<<<<

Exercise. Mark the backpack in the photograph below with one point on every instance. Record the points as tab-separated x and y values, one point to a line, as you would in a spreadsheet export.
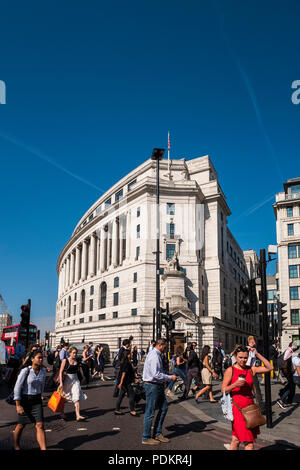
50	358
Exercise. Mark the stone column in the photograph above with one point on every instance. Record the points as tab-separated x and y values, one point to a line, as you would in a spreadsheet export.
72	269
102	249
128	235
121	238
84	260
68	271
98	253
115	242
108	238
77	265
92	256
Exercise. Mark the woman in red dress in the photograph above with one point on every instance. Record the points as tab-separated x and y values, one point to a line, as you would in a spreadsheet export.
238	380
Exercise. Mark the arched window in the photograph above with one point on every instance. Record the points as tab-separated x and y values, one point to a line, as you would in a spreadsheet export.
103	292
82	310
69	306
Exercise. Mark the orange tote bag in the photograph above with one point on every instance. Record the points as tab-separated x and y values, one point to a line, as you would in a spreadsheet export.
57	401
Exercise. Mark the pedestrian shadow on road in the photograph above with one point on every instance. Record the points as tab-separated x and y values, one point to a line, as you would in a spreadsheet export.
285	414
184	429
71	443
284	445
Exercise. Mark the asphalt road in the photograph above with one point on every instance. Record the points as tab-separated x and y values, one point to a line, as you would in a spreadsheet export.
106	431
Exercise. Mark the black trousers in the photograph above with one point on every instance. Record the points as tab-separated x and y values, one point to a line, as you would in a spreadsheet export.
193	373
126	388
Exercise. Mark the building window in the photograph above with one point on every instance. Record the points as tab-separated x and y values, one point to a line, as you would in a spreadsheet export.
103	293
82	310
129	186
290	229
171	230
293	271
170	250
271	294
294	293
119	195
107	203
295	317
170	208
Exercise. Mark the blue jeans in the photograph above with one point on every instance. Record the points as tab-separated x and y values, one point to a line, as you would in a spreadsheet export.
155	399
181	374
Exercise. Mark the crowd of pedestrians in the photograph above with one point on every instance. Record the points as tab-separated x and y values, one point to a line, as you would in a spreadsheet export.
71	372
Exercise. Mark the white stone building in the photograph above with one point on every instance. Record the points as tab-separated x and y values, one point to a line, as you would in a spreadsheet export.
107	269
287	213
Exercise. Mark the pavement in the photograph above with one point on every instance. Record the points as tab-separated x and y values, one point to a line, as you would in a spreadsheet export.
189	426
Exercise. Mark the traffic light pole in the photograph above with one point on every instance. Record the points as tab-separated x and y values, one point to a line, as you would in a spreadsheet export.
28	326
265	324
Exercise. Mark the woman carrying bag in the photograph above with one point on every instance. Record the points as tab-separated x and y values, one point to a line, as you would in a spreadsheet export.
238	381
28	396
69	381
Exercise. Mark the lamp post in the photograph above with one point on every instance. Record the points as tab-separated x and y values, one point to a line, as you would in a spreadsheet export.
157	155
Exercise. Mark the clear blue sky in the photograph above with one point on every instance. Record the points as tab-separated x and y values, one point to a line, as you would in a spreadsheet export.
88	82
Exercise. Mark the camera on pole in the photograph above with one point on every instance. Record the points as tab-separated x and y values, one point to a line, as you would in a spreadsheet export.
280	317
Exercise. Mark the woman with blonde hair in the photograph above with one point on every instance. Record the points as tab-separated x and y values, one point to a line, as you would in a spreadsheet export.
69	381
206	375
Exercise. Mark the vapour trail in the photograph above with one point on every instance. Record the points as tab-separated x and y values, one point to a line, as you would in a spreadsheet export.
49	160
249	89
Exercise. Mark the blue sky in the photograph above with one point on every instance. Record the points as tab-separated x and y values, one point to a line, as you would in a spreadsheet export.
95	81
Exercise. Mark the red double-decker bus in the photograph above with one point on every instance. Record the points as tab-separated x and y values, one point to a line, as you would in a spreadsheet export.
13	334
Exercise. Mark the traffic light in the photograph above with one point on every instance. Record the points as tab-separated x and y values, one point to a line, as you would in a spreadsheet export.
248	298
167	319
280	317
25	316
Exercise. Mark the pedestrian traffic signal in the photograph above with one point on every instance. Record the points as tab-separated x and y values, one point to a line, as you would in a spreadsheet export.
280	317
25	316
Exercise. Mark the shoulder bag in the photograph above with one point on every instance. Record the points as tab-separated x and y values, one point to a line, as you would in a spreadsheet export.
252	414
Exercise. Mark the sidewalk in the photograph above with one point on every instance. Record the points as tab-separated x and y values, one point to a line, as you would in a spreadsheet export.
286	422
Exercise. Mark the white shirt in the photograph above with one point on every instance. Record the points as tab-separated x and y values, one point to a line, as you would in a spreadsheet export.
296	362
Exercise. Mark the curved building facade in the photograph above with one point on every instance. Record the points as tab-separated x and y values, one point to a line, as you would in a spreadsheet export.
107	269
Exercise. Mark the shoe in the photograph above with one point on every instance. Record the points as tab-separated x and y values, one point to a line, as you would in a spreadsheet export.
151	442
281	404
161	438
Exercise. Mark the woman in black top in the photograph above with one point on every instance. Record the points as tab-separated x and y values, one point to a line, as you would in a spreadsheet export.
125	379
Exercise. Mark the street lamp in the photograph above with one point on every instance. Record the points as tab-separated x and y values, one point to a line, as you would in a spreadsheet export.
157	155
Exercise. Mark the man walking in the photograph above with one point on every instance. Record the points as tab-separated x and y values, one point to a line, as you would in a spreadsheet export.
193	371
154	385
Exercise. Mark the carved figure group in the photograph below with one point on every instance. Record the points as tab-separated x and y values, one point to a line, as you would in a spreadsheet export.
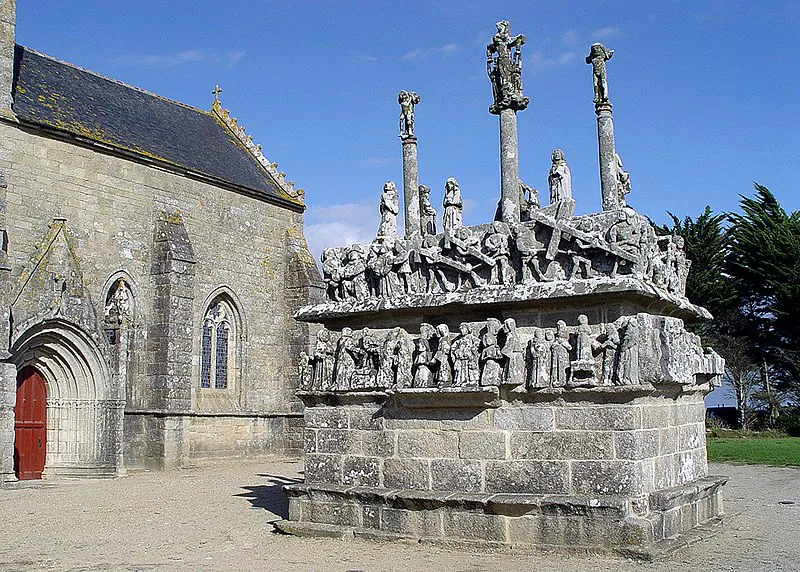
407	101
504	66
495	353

>>>>

## What the exercise asks
Pictures in the records should not appear in your copy, but everything else must be transcribed exactly.

## Response
Exercise. Mark the backpack in the photograph below with one point on every instance. Record the points as tab-separated x and y values, one point to a line, as you would in a spreadsheet export.
50	358
Exercise. Mark the stone column in the photograph above with one point on every instance. Record the points as tab-separated x and y values, one point to a line, as you would in a spreadsheet export.
72	269
102	249
128	235
121	238
84	260
68	271
98	253
115	242
108	238
77	265
92	256
Exercise. Mark the woman in red dress in the photograph above with one point on every instance. Record the points as tab-separated x and y values, one point to a line, as you would in a spreadsheet export.
238	380
Exercise. Mark the arched window in the photograph above with one point on every instance. Record the points as tab-separated x and y values, one point to a line, as you would in a spreadsheet export.
103	292
82	310
69	306
Exercise. Mark the orange tote bag in the photograph above with one point on every instance. Record the points as tab-separated x and y values, one point to a line, as you would in a spreadsheet export.
57	401
Exercise. Mark the pedestrian shadow on road in the photograph above with one point on every instance. Record the points as tab-separated x and y values, one point to a line, as you would in a spreadsheet export.
285	414
184	429
71	443
284	445
Exercise. Mark the asphalt road in the photograph above with one point on every instance. Record the points as tab-separated x and y values, one point to a line, as you would in a spreadsheet export.
106	431
Exercise. Mark the black trousers in the photograph above with one point on every instance. Record the points as tab-separated x and y values, one point to a line, as you would in a spreadsheet export.
193	373
126	388
Exercise. Mark the building window in the photograph above with one point on every instance. Record the points as tab-separated x and y values, one point to a line, as you would in a spreadsheet export.
103	293
82	310
129	186
290	229
171	230
293	271
170	250
271	294
294	293
119	195
107	203
295	317
170	208
Exercise. Mark the blue jeans in the photograph above with one point on every instance. Record the points as tab-separated x and y values, one point to a line, as you would in a spreadsheet export.
155	399
181	374
Exercise. Mark the crowd of pedestrians in the photograph above with one point on every instance. Record the points as tab-separated x and y values, one point to a line, as you would in a spreadsheet export.
71	372
Exercise. Mark the white stone building in the photograph above with one point on every instance. Record the points as tab-separated x and y values, one point to a line, as you would in a spreadsheet export.
107	269
287	213
Exercise. Mark the pavement in the photograph above with one point on every instance. Record the points as tab-separated x and y values, one point to a line, as you would in a spreadsheet export.
189	426
Exercise. Mark the traffic light pole in the photograph above with one point on every instance. Record the points as tab-separated x and y values, one point to a line, as you would in a spreadsheet export.
28	326
265	324
Exercise. Mark the woman carrying bag in the photograph above with one point on every instance. Record the points as tab-separated x and y values, one point to a line, as you would in a spreadsheet export.
238	381
28	396
69	381
Exercise. Mark the lamp post in the photograph above with one point on every instance. Record the points as tab-separated x and y values, one point to a line, as you would in a spreadsheet export.
157	155
Exercise. Mark the clear blue sky in the photograph above with one point on every instance. Record the points as tab-separated x and y values, one point to a line, as you would in a spreadsheet export.
88	82
Exercise. Mark the camera on pole in the photograph above with one point on every instance. Record the points as tab-separated x and y values, one point to a line, as you would in a spreadsheet export.
280	317
Exercise. Mark the woman with blonde hair in the photograph above with one point on every instance. Record the points as tab-separated x and y values, one point to a line, as you would in a spreadsheet export.
69	381
206	375
Exercise. Mark the vapour trail in the photograph above with one point on every instance. Record the points as tab-separated x and y values, one point to a line, as you would in a spreadsheet export.
49	160
249	89
Exercise. Mark the blue sky in the photograph above with one point on every instance. Record the points as tab-separated x and y values, one point to a line, as you would in a spreadsheet export.
95	81
Exercise. Mark the red double-decker bus in the photograph above with one point on every instance. Record the points as tab-separated x and y values, one point to a line, as you would in a spreadsheet export.
13	334
Exercise. Mark the traffic light in the photograph above with one point on every instance. Record the points as tab-separated x and y values, one point to a line, as you would in a spreadsheet export.
248	298
167	319
280	317
25	316
Exercise. Mark the pedestrian traffic signal in the photograph above with one point on every instance. Record the points as tab-separated x and y values, one point to a line, as you would in a spreadsheet export.
280	317
25	316
Exercise. Mark the shoulder bag in the photograph above with one point on every instance. Record the points as tab-separated x and y values, one point to a line, as you would in a spreadsheet export.
252	414
Exercise. Mark the sidewalk in the photograph above with one point on every instance. Record the points as tab-separated x and y values, one point to a line, as you would in a spreadsheet export.
286	422
Exercise. Mark the white shirt in the photograph above with one point on every instance. Record the points as tab-separated x and y values, one point to a line, as you would in a spreadsheet export.
296	362
Exercise. Mark the curved building facade in the photograph above with one point on every instance. Record the points as tab-separated x and y values, one point to a line, as you would in a spreadsheet export.
107	269
Exercise. Mark the shoe in the photograph above with one point on every instance. Record the points as tab-separated x and y values, one point to a line, as you would in a spreadsheet export.
151	442
281	404
161	438
Exercise. Mark the woman in black top in the photograph above with one point on every instance. Record the points as tab-separated x and y values, one point to a line, as you would in a spreadsheet export.
125	379
Exercise. Mark the street lamp in the photograph above with one point on every instance. Record the points as tab-separated x and y values, one point to a line, as you would in a spreadsheet export.
157	155
Exercise. Mark the man walking in the photograph above with one point on every instance. Record the points as tab-separated x and y values, one point to a line, as you would in a spreadsheet export.
193	371
154	385
Exercise. Mark the carved figure group in the photograph below with one point on every instance. Record the points as tab-separated x and y values, one point to a line, as you would in a spreadsheet export.
407	101
504	66
495	353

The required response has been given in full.